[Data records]
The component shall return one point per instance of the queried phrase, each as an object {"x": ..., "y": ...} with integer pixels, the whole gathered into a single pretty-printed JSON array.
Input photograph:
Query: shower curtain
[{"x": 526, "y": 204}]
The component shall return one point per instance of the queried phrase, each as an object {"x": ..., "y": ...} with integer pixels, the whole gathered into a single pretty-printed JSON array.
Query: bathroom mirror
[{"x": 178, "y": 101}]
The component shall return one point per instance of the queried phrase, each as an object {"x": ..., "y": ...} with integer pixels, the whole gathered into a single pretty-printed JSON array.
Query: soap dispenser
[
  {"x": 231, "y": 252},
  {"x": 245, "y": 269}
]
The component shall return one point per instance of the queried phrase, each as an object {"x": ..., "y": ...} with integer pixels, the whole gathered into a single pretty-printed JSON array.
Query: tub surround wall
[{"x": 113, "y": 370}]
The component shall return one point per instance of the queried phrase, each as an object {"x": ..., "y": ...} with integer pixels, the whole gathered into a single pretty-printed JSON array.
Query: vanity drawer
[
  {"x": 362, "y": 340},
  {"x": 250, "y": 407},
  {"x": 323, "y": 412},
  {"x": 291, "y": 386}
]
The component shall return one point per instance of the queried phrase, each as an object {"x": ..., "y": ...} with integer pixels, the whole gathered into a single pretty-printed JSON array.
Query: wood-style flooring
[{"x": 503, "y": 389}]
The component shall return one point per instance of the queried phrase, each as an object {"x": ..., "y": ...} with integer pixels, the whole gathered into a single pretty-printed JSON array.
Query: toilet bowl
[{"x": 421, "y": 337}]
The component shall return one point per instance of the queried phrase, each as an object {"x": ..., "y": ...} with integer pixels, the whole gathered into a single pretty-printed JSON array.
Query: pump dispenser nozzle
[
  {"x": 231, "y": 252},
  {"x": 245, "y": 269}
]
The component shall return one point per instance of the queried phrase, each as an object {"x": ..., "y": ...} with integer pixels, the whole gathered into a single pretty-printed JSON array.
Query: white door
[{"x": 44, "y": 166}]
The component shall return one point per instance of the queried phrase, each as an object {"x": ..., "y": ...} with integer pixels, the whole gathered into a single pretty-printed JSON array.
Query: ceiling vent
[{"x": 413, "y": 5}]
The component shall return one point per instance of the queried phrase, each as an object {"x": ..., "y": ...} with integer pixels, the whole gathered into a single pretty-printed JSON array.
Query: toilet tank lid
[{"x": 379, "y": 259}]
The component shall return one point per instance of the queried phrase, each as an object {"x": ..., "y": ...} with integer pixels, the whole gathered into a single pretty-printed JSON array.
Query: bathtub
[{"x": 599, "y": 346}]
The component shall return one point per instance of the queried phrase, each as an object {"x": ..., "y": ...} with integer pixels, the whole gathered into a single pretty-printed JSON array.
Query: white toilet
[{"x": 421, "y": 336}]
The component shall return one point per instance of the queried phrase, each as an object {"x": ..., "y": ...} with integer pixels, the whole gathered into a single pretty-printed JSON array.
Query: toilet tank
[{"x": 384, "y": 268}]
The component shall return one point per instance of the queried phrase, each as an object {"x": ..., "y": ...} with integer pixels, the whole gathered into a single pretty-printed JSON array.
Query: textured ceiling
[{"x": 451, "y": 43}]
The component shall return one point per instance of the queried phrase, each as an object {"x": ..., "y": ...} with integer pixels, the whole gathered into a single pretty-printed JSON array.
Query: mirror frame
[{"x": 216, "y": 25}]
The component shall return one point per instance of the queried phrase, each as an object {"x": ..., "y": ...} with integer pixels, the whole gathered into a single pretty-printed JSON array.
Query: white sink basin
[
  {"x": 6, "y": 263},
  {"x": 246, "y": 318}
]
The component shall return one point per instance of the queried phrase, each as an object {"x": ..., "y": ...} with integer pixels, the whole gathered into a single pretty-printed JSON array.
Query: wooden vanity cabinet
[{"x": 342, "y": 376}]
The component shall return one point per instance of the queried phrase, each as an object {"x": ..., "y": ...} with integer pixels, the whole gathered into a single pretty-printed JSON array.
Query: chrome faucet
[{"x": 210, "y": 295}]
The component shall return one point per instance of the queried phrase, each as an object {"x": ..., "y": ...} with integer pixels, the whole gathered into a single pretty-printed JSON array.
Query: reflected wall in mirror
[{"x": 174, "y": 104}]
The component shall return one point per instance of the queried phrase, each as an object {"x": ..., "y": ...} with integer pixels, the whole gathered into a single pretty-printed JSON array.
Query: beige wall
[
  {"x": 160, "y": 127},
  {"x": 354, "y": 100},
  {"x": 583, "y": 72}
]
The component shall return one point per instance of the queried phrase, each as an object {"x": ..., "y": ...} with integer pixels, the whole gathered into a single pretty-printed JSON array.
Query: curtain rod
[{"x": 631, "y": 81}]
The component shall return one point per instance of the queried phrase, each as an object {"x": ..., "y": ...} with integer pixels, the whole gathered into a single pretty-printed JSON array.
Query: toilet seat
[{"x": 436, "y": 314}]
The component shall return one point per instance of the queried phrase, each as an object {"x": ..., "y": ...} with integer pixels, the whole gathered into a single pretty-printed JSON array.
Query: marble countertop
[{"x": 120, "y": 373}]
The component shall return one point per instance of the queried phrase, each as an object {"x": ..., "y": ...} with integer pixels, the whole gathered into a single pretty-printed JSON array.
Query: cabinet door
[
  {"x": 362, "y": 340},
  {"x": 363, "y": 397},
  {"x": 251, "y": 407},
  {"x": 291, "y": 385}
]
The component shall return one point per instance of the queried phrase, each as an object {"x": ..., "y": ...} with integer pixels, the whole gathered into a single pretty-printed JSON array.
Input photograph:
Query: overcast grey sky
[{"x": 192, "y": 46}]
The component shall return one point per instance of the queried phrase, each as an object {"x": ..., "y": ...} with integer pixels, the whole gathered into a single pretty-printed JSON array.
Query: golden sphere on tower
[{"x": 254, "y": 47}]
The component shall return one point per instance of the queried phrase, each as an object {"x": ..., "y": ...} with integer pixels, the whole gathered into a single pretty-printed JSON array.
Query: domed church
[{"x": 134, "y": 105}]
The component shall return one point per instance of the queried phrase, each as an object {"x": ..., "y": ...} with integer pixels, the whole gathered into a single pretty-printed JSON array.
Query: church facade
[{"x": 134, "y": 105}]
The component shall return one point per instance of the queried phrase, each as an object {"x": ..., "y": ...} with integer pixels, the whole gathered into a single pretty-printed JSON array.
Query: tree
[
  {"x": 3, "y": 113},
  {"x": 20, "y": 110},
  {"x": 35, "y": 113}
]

**Work instructions:**
Pick out every line of the records above that contains the word "curtain", treating uppercase and lowercase as different.

**Answer:**
Query: shower curtain
Query: curtain rod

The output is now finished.